WRITTEN EXERCISE: Render the records below as a numbered list, omitting any blank lines.

[Begin DATASET ENTRIES]

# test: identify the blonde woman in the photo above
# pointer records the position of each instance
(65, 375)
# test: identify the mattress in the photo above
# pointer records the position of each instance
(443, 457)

[End DATASET ENTRIES]

SOLUTION TO THE PROBLEM:
1. # test: identify the blonde woman in the photo above
2. # pointer records the position of each instance
3. (65, 375)
4. # test: identify the mattress in the photo above
5. # pointer records the position of each instance
6. (443, 457)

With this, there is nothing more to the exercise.